▶ TEXT SEGMENT:
........
A Therapist Offers Advice On How To Cope With Dissociation During Sex

Ever felt butterflies in your stomach or nothing at all during sex? Here’s how you can bring yourself back.

By Jourdan Travers, LCSW | November 11, 2022

Many people come to therapy looking to resolve sexual problems they are having. Sometimes, this takes the form of 'sexual dissociation.' They may say things like:

  • "I cannot seem to stop my mind from wandering during sex with my partner."
  • "I do not feel connected to my body during sex."
  • "I am unable to feel any bodily sensations during sex."
  • "I struggle to have an emotional connection with partner."

We usually experience heightened sensations during sex but sometimes this pleasure plummets and we find ourselves caught in out-of-body sensations.

Dissociation can affect your mental health as well as your sex life and sexual functioning. Thus, understanding the concept and taking steps to manage it is beneficial for you and your partner.

What is dissociation (during sex)?

Dissociation is generally understood to be a disruption in consciousness, memory, identity, and/or perception. It is often triggered by a traumatic experience.

Dissociation exists on a continuum. Mildly dissociative experiences include daydreaming and fantasy-proneness while clinically incapacitating conditions refer to things like dissociative identity disorder and dissociative amnesia.

Common feelings of dissociation during sex include:

  • Depersonalization, or being disconnected from one's own body
  • Derealization, or the feeling of disconnect between a person and reality

According to one study published in the Archives of Sexual Behaviours, women with a history of childhood sexual abuse experience more dissociative symptoms and sexual difficulties than women without a history of abuse.
........
▶ RECORD EXCERPTS:
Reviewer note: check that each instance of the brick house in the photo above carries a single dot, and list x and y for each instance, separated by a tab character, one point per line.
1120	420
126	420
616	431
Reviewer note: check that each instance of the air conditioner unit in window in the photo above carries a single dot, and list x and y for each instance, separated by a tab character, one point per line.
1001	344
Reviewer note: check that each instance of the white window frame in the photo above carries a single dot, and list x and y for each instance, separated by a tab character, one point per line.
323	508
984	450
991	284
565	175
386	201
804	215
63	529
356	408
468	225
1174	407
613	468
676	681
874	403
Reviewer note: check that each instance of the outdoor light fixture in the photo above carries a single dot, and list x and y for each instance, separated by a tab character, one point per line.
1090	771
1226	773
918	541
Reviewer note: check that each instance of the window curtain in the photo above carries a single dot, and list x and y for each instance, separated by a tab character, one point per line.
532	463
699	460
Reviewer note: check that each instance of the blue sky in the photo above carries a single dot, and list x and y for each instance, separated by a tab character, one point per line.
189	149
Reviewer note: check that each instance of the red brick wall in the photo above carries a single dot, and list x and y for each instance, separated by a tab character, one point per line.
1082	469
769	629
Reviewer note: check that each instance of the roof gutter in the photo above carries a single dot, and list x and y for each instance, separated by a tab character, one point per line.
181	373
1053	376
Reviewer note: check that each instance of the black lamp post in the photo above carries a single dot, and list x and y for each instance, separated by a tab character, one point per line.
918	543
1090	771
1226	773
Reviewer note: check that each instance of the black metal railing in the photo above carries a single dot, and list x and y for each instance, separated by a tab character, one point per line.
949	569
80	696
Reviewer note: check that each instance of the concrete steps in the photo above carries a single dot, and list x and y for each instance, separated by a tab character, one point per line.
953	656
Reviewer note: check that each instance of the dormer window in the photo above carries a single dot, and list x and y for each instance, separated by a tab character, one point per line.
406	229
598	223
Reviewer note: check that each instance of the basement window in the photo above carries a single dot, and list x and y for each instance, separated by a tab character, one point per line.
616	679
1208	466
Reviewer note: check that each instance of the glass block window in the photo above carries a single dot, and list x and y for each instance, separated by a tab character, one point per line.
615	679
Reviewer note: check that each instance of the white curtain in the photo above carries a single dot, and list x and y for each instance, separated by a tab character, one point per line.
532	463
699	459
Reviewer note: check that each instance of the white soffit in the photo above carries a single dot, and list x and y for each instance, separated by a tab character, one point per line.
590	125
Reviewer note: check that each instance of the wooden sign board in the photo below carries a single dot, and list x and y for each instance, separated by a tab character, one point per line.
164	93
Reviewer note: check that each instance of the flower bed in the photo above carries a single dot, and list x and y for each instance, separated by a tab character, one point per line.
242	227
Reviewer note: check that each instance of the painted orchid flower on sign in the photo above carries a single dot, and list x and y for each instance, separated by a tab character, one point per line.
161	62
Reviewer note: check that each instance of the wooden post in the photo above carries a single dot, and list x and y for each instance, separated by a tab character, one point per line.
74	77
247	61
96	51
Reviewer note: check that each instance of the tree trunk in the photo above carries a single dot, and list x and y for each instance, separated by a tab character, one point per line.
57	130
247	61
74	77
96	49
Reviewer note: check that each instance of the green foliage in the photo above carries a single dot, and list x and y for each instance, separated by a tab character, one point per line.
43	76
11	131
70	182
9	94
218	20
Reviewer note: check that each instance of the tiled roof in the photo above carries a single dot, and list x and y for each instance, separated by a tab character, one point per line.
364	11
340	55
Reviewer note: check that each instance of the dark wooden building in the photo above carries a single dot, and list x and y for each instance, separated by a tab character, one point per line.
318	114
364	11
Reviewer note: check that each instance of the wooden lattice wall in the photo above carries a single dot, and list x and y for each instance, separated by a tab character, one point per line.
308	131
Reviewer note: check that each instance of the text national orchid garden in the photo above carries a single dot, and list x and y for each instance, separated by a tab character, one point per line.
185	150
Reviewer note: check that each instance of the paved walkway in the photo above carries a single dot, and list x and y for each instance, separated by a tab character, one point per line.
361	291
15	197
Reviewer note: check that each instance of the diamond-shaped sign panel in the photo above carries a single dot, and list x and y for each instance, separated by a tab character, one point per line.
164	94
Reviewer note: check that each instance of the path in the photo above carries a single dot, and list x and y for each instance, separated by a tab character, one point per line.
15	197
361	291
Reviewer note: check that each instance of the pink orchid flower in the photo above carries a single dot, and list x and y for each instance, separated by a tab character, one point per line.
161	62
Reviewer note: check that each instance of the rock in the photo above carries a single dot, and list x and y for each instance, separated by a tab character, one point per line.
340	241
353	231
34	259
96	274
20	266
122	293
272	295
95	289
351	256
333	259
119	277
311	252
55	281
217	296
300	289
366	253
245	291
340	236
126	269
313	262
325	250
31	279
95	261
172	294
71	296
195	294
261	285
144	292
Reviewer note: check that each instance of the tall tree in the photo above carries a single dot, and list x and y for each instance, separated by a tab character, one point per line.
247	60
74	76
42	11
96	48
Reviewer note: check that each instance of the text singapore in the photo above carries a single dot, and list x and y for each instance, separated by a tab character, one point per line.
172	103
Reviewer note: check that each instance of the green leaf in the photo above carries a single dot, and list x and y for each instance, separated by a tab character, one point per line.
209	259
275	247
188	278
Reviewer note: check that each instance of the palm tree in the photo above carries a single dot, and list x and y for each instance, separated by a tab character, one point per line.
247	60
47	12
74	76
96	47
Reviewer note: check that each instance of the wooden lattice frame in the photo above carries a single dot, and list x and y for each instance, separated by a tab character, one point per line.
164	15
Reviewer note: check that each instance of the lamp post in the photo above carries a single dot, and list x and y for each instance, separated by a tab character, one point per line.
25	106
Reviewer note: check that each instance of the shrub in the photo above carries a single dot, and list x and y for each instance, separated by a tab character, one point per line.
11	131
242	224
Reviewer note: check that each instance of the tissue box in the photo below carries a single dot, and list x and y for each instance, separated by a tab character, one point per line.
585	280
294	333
........
Set down the dissociation article's wording exactly, everything from "Dissociation exists on" down to "history of abuse.". The listing has nothing to do with the work here.

Dissociation exists on a continuum. Mildly dissociative experiences include daydreaming and fantasy-proneness while clinically incapacitating conditions refer to things like dissociative identity disorder and dissociative amnesia.

Common feelings of dissociation during sex include:

  • Depersonalization, or being disconnected from one's own body
  • Derealization, or the feeling of disconnect between a person and reality

According to one study published in the Archives of Sexual Behaviours, women with a history of childhood sexual abuse experience more dissociative symptoms and sexual difficulties than women without a history of abuse.